Free thinkers. Curious people collaborating across borders. Pioneers pushing back the boundaries of what is possible. Teams building upon the work of others. People trying things just to see what happens.
Those are all phrases that could be applied to KDE - or to scientists. The scientific mindset shares a lot with that of free software and so it is no surprise that there are plenty of scientists within our community, nor that KDE has some strong applications in the world of science.
A few days ago, your writer did a quick, albeit decidedly unscientific, survey to gather some thoughts of the KDE scientist community on our current software offerings and the missing links. Here are a few of the conclusions.
Popular Science Applications
Kile and Okular seem to be real favorites. No surprise really, as the activities common to every scientist are writing and reading scientific papers. KbibTeX is also popular for organizing references, despite lacking a Platform 4 version.
Kate is popular among scientists, apparently finding favor for everything from note taking to coding and drew praise for its syntax highlighting.
******************************
GIVEN INSTRUCTION 1.
Count the lines in the records that contain the string "hedge", treating upper and lower case as different. Reply with the number only.

Records
******************************
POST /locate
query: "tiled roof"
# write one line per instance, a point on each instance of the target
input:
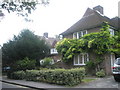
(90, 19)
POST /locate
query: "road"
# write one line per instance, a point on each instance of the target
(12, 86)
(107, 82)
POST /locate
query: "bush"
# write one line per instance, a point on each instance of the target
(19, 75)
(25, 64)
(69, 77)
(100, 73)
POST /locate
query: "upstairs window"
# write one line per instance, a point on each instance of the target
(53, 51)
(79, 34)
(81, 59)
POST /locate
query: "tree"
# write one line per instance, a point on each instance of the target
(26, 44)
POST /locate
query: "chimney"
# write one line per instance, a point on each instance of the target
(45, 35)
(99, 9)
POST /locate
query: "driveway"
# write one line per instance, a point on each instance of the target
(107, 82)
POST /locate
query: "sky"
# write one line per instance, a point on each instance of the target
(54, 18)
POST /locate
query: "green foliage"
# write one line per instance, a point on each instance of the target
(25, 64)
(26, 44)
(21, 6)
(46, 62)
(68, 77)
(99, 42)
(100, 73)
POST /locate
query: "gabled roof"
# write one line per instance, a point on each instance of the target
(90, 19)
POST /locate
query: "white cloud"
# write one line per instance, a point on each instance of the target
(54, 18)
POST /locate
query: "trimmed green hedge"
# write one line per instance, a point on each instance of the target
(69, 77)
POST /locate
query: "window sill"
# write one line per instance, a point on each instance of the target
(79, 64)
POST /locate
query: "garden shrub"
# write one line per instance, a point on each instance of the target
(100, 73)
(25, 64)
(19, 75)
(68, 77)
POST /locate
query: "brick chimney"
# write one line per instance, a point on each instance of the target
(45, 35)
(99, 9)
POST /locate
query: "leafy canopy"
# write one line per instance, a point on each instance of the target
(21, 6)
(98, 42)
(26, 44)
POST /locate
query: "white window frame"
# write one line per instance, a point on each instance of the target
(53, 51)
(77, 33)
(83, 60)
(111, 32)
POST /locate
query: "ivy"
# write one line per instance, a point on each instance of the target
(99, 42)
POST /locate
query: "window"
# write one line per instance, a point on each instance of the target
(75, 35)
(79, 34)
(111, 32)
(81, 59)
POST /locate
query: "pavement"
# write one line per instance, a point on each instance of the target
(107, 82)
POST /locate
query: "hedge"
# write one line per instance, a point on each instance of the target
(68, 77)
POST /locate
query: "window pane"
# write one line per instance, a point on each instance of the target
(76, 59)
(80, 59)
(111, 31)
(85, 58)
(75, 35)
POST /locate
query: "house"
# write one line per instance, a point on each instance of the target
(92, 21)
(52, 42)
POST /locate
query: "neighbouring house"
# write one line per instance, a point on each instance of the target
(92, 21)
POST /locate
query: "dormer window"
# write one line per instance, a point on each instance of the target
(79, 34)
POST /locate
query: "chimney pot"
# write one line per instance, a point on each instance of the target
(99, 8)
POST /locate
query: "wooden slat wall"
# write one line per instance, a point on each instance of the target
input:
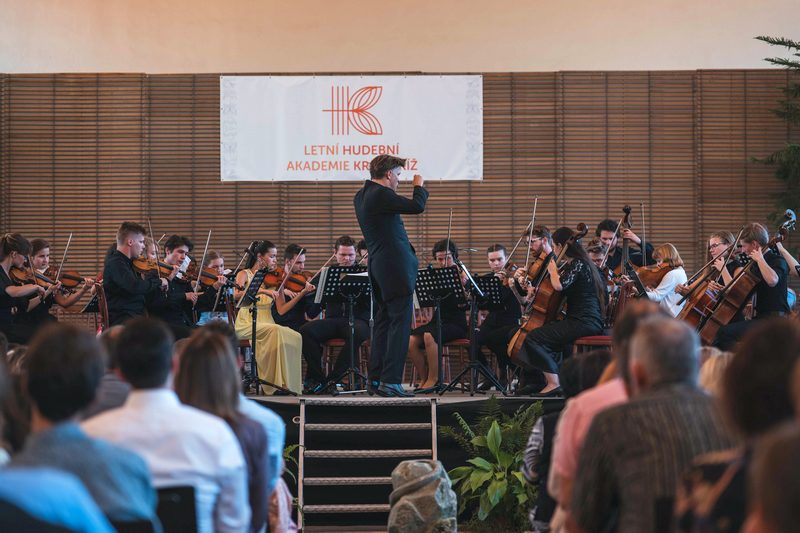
******************************
GIVEN INSTRUCTION 2.
Copy out the passage on KDE and scientists, starting with "Those are all" and going on through "of the conclusions.".

EXERCISE RESPONSE 1.
2

EXERCISE RESPONSE 2.
Those are all phrases that could be applied to KDE - or to scientists. The scientific mindset shares a lot with that of free software and so it is no surprise that there are plenty of scientists within our community, nor that KDE has some strong applications in the world of science.
A few days ago, your writer did a quick, albeit decidedly unscientific, survey to gather some thoughts of the KDE scientist community on our current software offerings and the missing links. Here are a few of the conclusions.